▸ **Task brief**: In this exercise, copy exactly the lines from the one that contains "Indicate the building" through the end of the entries below; pictures are not copied.

Records from a collection
******
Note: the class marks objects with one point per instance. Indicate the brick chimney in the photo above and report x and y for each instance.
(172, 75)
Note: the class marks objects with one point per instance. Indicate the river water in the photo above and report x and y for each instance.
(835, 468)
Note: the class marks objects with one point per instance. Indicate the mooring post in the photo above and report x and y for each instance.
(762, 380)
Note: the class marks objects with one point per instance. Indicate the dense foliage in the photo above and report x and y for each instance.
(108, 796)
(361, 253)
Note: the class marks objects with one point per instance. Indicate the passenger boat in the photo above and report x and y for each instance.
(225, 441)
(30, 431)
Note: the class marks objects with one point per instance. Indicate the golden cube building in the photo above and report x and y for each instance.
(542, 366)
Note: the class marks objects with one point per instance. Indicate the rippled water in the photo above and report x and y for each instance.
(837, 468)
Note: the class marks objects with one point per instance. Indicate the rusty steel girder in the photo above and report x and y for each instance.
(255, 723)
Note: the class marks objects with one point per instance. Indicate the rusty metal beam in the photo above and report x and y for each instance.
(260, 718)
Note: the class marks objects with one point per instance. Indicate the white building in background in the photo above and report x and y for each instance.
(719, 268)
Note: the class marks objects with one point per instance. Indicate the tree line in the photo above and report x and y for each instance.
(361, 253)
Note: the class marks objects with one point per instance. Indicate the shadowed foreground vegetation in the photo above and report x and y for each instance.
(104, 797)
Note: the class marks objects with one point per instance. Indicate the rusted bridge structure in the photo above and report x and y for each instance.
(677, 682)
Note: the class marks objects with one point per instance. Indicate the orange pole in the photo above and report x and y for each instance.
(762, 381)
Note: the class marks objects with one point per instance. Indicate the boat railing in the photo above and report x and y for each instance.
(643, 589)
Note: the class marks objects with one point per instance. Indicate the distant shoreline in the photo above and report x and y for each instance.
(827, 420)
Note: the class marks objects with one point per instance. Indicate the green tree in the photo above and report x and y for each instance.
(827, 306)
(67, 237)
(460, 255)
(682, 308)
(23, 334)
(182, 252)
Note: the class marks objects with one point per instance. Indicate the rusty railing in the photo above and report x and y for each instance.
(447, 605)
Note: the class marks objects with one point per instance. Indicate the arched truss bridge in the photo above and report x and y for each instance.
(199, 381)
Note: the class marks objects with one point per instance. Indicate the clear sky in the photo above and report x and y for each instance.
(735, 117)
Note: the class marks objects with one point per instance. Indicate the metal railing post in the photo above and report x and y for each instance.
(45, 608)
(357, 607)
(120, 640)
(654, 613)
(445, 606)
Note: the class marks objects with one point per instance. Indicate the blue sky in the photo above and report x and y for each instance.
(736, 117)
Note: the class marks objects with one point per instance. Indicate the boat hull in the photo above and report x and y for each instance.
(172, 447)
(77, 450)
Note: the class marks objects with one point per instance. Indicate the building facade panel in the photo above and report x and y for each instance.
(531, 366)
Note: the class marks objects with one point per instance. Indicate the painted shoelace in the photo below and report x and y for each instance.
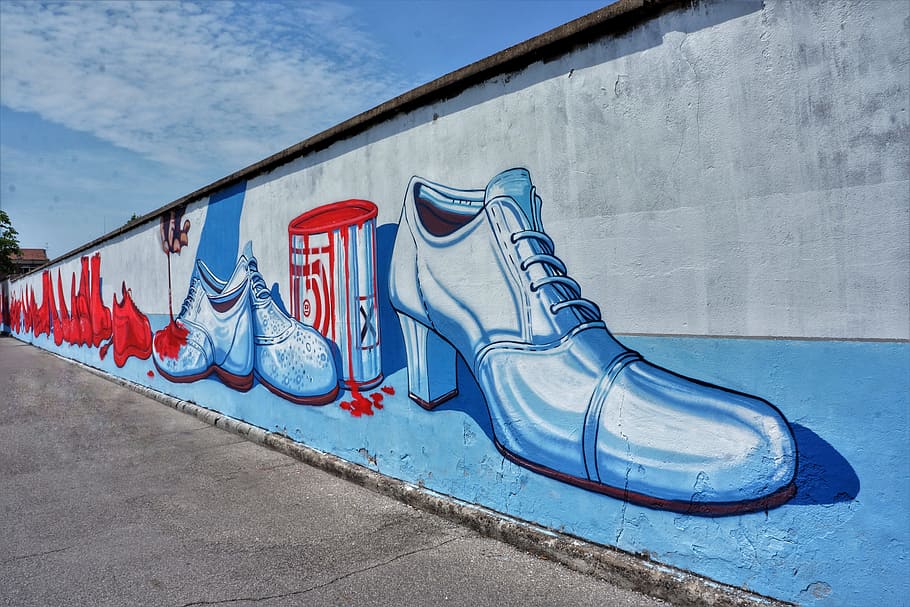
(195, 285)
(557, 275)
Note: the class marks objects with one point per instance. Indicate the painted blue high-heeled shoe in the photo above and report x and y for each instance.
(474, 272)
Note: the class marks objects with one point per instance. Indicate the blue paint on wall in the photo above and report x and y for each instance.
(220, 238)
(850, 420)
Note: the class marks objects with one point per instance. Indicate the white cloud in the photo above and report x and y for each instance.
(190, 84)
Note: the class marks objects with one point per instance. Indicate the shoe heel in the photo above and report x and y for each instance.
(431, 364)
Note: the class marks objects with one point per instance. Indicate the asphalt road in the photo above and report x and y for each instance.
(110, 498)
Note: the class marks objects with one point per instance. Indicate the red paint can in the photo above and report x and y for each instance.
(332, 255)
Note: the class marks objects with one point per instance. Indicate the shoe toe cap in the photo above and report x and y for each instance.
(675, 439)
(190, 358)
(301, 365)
******
▸ **Output for this task**:
Note: the class marks objects with one point per instance. Indicate the building facade panel in the photo above and report x and y for each instance.
(531, 366)
Note: the class marks objects with one point per instance. Indicate the painted shoelace in the photo below and report x and y for each instance.
(195, 285)
(557, 275)
Note: the class marks objects with one point per instance. Indicate the painted blue high-heeled shoe in the photo above and report x and y for each instance.
(474, 272)
Note: the class marks objects with one point per instance. Indicate the blue paint on wall in the photo above and report x and y for each instance.
(220, 238)
(850, 420)
Note: the class marks objects with one point per instance. Indicate the white cloud in the photo above and report x and y for each instance.
(190, 84)
Note: the class marks objects with one point per instance. Indicate the shoe heel in the photo above and report x and y for each instance.
(431, 364)
Note: the class marks objects with one point per instance. Indicate the asphalt road in the photo above and report x and y for each instance.
(110, 498)
Note: the class marks objects with one point per instance. Indicate the red paint can in the photo above and report x and y for each instance.
(332, 255)
Note: the class marks objects with one point per instance. Indicate the shoe toe cap in the photo above and report x and y for each instance.
(675, 439)
(190, 358)
(301, 365)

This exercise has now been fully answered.